### DIRECTION
Show every line in the records below that contains the word "stem", copying each one in full.

### MATERIAL FOR THIS TASK
== == ==

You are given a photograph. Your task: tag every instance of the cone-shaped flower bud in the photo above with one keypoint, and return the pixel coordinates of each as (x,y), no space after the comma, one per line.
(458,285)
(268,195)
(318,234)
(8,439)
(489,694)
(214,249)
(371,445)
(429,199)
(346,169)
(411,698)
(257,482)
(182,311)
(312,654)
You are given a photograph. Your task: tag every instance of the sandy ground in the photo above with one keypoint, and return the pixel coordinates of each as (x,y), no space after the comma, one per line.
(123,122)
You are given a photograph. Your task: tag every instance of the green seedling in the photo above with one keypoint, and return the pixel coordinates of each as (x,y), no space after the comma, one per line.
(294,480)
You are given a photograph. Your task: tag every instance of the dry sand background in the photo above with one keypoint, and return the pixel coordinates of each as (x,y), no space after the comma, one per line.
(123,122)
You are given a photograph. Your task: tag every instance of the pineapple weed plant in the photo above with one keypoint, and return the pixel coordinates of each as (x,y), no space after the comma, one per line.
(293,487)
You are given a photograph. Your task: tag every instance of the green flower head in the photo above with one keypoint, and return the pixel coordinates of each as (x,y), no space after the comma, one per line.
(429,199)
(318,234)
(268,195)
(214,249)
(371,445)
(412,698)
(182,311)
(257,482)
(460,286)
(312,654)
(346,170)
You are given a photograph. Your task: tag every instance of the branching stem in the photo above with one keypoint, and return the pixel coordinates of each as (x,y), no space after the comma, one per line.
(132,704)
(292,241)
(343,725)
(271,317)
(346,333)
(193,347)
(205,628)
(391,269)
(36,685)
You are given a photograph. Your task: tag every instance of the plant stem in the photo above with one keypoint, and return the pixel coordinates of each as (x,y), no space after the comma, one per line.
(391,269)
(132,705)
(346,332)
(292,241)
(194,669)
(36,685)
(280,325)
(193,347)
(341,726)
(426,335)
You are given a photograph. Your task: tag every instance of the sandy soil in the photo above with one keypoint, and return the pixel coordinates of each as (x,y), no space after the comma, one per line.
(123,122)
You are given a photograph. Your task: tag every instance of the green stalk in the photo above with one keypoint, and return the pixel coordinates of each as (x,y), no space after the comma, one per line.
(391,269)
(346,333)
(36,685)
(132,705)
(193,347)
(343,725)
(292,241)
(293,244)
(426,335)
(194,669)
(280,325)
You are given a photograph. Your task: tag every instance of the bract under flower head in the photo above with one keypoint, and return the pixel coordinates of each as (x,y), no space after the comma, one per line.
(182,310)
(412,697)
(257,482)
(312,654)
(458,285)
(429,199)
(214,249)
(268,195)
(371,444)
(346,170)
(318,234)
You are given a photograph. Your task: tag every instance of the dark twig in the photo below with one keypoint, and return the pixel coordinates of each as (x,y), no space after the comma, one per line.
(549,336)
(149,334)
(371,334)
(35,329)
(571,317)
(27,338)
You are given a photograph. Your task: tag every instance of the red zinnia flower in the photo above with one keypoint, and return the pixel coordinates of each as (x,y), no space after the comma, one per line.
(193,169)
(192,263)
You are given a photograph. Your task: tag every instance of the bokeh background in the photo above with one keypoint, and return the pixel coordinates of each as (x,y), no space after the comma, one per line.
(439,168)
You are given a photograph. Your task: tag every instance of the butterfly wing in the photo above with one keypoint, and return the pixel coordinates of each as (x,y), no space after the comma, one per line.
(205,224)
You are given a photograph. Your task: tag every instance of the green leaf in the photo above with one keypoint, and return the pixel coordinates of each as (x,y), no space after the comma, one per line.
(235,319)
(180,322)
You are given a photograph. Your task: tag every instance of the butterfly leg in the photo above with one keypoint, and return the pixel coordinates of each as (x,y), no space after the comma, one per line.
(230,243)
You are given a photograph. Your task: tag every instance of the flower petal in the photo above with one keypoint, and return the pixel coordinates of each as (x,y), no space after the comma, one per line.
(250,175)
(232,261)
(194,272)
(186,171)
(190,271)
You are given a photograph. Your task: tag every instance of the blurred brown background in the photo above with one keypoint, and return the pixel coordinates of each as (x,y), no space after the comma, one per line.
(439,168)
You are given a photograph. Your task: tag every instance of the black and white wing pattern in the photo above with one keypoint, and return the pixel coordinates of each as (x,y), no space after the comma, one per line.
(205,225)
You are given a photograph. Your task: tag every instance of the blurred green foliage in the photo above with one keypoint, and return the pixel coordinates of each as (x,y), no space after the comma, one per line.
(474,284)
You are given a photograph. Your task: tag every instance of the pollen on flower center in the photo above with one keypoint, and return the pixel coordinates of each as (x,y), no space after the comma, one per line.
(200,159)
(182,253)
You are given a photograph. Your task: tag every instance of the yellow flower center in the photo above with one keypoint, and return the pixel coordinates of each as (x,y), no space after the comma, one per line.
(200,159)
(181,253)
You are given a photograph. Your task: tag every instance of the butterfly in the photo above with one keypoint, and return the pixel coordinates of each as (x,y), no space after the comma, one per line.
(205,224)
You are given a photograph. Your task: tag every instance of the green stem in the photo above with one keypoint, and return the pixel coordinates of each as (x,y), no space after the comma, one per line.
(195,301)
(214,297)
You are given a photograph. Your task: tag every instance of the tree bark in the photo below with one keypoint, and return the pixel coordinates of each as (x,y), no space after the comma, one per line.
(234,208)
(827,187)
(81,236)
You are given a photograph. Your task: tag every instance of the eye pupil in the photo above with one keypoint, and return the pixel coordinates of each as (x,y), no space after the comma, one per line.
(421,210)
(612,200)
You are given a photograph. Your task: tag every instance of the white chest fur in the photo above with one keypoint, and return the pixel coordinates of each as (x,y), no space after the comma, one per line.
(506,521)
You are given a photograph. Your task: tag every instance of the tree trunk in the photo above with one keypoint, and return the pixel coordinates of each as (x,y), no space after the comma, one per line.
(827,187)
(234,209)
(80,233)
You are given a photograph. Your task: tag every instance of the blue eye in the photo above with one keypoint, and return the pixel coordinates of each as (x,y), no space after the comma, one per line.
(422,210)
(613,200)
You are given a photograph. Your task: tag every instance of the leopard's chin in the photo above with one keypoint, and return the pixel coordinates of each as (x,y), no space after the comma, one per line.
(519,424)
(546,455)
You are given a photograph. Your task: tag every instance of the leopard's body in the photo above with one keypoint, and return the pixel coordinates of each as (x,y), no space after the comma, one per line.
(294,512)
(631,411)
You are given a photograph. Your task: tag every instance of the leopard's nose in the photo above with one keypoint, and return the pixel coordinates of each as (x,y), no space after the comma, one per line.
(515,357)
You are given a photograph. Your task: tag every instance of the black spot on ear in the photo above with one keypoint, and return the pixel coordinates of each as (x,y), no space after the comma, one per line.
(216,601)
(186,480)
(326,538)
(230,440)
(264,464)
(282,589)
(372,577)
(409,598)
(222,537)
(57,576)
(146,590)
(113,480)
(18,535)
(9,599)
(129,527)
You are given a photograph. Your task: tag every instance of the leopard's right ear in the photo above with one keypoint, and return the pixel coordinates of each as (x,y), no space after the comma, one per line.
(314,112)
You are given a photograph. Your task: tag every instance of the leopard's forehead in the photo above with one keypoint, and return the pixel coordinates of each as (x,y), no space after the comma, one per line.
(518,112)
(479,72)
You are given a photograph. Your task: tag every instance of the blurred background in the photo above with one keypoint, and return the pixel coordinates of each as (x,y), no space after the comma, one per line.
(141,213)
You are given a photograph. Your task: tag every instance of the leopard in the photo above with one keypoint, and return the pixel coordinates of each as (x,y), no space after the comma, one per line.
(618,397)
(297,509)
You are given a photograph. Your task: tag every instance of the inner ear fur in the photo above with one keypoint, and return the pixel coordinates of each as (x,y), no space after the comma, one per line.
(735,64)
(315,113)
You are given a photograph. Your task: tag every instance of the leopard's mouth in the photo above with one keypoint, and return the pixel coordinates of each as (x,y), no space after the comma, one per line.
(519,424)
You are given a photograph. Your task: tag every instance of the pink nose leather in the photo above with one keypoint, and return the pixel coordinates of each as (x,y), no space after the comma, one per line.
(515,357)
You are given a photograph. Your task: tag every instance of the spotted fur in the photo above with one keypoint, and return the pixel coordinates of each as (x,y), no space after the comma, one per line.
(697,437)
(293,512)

== == ==

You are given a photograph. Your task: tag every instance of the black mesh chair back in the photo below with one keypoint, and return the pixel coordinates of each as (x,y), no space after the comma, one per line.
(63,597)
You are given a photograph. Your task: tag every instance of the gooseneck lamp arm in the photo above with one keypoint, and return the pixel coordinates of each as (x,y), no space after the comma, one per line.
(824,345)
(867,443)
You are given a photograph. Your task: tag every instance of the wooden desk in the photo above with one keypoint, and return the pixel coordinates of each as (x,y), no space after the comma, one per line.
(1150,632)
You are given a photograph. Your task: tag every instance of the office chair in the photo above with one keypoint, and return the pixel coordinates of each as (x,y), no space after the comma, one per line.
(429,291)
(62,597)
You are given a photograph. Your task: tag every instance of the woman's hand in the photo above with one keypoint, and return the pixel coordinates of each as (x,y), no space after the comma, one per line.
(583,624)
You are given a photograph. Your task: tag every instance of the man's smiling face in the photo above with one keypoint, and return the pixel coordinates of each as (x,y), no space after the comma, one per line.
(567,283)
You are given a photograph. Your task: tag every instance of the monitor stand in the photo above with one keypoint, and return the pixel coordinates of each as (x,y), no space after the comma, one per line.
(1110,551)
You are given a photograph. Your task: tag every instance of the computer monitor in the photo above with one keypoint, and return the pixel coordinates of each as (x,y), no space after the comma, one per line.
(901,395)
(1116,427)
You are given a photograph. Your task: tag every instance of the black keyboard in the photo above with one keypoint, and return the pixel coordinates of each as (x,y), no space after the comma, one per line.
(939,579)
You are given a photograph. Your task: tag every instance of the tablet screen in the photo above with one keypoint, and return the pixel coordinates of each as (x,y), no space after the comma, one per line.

== == ==

### OUTPUT OF THE EXERCISE
You are given a photograph. Your task: tag every instance of the branching stem in the photo above with one keypoint, and return the pixel coordinates of each as (x,y), no space after the comma, one per line.
You are given a photograph. Your task: tag every instance of the plant stem in the photo above with one keypoint, and return the pixel coordinates of each as (x,y), no space after the comma, one per line.
You are given a photograph. Your task: tag every instance of the green stem in the photo above with one keypoint, and return the pixel coordinates of each as (x,y), no space after the comma, one per line.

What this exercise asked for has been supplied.